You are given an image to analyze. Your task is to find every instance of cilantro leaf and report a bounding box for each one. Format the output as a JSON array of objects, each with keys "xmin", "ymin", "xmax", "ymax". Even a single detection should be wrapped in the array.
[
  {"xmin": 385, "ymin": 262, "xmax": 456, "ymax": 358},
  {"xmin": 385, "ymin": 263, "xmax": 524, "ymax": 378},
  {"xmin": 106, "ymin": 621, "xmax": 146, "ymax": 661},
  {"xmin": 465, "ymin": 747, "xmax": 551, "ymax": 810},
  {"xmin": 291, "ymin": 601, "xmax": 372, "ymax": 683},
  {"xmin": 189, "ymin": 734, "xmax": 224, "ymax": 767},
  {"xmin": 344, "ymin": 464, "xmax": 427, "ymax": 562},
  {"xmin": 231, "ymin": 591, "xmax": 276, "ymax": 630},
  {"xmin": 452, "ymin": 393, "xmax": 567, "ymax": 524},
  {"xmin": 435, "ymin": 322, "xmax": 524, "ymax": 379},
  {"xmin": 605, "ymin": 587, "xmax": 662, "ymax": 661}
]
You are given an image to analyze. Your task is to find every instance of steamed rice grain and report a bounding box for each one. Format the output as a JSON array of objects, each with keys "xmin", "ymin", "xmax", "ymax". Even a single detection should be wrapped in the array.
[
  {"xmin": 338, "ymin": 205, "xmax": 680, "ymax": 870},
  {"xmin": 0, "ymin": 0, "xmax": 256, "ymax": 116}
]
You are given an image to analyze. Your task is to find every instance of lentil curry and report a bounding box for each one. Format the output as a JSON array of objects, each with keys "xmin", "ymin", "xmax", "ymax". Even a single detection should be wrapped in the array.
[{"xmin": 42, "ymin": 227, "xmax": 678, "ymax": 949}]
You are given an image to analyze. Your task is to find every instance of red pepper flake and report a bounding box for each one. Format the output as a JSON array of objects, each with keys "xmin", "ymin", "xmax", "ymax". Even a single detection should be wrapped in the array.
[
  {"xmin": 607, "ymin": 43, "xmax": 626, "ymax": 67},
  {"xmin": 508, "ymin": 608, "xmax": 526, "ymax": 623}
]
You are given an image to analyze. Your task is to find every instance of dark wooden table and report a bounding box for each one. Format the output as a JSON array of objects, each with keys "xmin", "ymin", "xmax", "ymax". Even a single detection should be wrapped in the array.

# # #

Rewrite all the lines above, swapping "bounding box" for "rectangular region" and leaving everything else unchanged.

You are given an image to analyze. Your task is to find every instance of cilantro leaf and report a rectangular region for each one. Format the output as a JSON array of objects, each with keys "xmin", "ymin", "xmax", "ymax". Even a single detection should be wrapped in the array.
[
  {"xmin": 385, "ymin": 262, "xmax": 456, "ymax": 358},
  {"xmin": 385, "ymin": 263, "xmax": 524, "ymax": 378},
  {"xmin": 106, "ymin": 621, "xmax": 146, "ymax": 661},
  {"xmin": 465, "ymin": 747, "xmax": 551, "ymax": 810},
  {"xmin": 291, "ymin": 601, "xmax": 372, "ymax": 683},
  {"xmin": 189, "ymin": 734, "xmax": 224, "ymax": 767},
  {"xmin": 344, "ymin": 464, "xmax": 427, "ymax": 562},
  {"xmin": 231, "ymin": 591, "xmax": 276, "ymax": 630},
  {"xmin": 452, "ymin": 393, "xmax": 567, "ymax": 524},
  {"xmin": 435, "ymin": 322, "xmax": 524, "ymax": 379},
  {"xmin": 605, "ymin": 587, "xmax": 662, "ymax": 661}
]
You are given an image to analyze. Your task is to find every instance of steamed rice grain and report a rectangular region for each one. Format the output as a JSON array of objects, each with keys "xmin", "ymin", "xmax", "ymax". Even a single detection should be wrapped in the array.
[
  {"xmin": 338, "ymin": 205, "xmax": 680, "ymax": 870},
  {"xmin": 0, "ymin": 0, "xmax": 256, "ymax": 116}
]
You are given an image to analyze. Your task is to find every instance of lentil curry and report a rectangular region for each one. Format the output as a JSON array of objects, each with keys "xmin", "ymin", "xmax", "ymax". Even a single detection should be wrapped in the array.
[{"xmin": 42, "ymin": 227, "xmax": 678, "ymax": 949}]
You are given an image to analyze. Your task is to find every instance of red pepper flake and report a rectangular region for each one. Format the output as a JSON array of objects, each with keys "xmin", "ymin", "xmax", "ymax". Even a single detection should be wrapped in the array.
[
  {"xmin": 607, "ymin": 43, "xmax": 626, "ymax": 67},
  {"xmin": 508, "ymin": 608, "xmax": 526, "ymax": 623}
]
You are given an image to analyze. Your task is to find every instance of dark wooden table and report a rectangular region for each one. Format the output as a JSON array of objects, each with keys "xmin", "ymin", "xmax", "ymax". Even a single detection should be wrapped in the array.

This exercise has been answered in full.